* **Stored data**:
++++++++++++++++++++
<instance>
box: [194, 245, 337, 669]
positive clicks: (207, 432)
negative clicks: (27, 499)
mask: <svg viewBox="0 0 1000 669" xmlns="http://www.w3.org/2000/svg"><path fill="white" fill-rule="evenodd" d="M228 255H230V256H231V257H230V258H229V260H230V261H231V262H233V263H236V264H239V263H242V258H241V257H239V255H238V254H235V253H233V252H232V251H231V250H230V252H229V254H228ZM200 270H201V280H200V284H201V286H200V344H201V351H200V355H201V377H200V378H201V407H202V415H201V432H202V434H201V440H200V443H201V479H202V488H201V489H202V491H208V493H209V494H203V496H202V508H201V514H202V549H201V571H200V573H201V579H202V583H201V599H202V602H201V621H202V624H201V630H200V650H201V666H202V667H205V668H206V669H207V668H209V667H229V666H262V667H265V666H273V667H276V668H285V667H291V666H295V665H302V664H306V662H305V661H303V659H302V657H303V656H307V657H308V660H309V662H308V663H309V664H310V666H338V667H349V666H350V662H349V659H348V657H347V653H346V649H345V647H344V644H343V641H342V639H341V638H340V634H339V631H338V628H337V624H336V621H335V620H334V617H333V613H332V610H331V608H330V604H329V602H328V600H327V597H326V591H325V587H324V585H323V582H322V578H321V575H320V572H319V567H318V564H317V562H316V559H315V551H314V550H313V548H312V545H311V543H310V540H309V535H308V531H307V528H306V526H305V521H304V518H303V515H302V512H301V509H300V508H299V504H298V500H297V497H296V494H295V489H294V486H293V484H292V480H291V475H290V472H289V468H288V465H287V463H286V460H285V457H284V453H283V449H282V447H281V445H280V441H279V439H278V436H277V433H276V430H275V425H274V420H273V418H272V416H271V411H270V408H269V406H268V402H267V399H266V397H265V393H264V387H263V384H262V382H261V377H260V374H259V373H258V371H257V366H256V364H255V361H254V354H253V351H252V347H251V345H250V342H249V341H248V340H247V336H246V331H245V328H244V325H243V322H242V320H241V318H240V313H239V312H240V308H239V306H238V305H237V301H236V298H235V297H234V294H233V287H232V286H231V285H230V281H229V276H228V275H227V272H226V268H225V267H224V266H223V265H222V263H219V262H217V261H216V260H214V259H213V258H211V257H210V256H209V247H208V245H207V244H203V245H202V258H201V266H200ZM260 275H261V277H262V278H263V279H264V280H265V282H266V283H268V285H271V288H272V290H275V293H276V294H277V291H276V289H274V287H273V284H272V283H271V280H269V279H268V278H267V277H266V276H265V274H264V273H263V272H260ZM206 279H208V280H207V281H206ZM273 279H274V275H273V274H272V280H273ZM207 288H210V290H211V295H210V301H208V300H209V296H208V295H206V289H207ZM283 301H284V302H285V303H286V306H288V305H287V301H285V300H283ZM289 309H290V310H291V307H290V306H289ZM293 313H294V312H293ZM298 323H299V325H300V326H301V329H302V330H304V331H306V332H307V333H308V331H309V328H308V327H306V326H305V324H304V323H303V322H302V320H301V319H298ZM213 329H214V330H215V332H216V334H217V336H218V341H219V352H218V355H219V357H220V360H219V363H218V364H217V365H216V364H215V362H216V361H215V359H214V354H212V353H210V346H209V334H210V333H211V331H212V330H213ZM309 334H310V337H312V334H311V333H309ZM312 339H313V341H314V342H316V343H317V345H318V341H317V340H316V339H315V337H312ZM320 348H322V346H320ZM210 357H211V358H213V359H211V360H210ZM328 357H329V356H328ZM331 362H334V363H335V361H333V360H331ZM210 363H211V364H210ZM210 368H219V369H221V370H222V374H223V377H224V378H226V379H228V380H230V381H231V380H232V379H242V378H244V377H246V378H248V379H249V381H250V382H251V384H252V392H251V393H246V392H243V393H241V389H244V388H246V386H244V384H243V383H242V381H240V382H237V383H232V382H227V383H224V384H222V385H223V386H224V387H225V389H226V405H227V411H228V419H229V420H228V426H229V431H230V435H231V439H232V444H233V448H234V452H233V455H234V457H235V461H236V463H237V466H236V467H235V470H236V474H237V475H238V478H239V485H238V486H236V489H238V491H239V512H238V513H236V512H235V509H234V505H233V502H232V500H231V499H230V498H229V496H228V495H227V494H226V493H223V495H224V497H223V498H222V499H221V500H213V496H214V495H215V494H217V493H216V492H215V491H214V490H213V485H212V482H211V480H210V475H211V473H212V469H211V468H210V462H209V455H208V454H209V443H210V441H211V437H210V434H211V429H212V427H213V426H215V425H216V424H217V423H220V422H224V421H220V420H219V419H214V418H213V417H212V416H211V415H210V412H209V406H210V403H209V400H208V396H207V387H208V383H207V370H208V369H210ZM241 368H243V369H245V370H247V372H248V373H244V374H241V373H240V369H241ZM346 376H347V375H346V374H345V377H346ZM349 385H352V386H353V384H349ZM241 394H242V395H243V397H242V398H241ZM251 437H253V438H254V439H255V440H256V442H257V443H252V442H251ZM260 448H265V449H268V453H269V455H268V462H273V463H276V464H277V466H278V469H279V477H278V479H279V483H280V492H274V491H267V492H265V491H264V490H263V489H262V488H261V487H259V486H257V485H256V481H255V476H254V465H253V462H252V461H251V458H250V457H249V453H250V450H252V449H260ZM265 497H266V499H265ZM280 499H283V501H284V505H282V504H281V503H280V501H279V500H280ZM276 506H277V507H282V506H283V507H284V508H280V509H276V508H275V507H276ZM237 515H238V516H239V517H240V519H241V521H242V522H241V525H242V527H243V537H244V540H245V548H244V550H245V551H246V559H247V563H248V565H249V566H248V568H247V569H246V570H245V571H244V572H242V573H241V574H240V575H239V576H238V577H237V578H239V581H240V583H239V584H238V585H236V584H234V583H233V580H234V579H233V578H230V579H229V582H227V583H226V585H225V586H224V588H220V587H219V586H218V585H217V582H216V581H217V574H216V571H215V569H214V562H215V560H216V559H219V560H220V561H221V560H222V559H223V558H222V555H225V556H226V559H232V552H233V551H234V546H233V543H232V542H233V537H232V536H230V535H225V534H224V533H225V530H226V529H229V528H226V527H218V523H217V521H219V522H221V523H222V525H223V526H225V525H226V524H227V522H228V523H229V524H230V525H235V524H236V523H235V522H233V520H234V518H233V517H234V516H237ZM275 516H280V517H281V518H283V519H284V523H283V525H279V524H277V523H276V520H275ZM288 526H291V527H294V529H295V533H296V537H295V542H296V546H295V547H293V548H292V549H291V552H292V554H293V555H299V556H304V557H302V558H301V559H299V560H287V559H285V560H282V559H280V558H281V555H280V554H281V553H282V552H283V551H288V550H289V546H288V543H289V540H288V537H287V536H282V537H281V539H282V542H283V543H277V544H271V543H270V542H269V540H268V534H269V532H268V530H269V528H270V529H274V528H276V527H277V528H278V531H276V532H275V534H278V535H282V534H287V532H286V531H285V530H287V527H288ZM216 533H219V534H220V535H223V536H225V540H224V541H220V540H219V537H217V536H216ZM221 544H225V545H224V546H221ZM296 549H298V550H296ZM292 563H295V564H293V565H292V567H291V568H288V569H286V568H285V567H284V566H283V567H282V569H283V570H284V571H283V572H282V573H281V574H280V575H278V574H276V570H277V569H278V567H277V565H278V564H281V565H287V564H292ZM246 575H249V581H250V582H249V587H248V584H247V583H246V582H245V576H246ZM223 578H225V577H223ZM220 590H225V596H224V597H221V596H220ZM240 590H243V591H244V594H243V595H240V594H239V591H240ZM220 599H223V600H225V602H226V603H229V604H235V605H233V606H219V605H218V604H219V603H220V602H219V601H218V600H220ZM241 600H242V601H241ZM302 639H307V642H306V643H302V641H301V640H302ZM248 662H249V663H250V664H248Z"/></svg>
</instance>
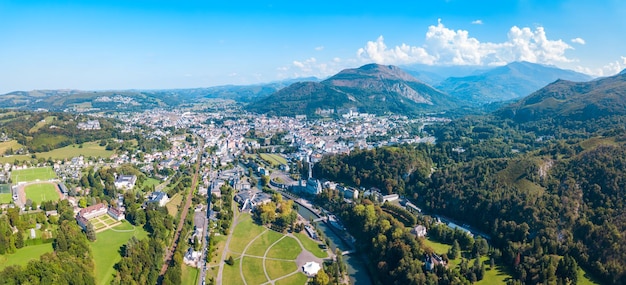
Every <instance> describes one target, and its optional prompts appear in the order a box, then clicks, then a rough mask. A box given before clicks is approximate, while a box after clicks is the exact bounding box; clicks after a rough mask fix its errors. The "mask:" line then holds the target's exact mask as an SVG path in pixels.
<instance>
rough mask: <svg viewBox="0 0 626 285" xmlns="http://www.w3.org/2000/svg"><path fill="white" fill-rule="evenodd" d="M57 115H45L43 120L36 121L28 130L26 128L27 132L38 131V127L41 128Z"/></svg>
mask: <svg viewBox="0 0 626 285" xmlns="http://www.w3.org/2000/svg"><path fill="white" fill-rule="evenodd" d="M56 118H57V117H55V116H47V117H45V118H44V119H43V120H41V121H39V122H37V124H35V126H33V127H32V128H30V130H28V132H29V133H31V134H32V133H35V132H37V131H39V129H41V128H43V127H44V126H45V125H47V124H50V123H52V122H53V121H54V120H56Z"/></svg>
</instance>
++++++++++++++++++++
* **THE TASK**: The lines that mention the word "clicks" should be pulled from the records above.

* **RESULT FOR THIS EXERCISE**:
positive clicks: (207, 432)
negative clicks: (27, 499)
Every <instance> describes one target, and its optional prompts appear in the order a box, then clicks, then a rough mask. A box given before clicks is approximate, while a box after clicks is the exact bounding box; clicks after a rough mask fix its errors. The "mask:" line then holds the target's exact mask as an SVG path in pixels.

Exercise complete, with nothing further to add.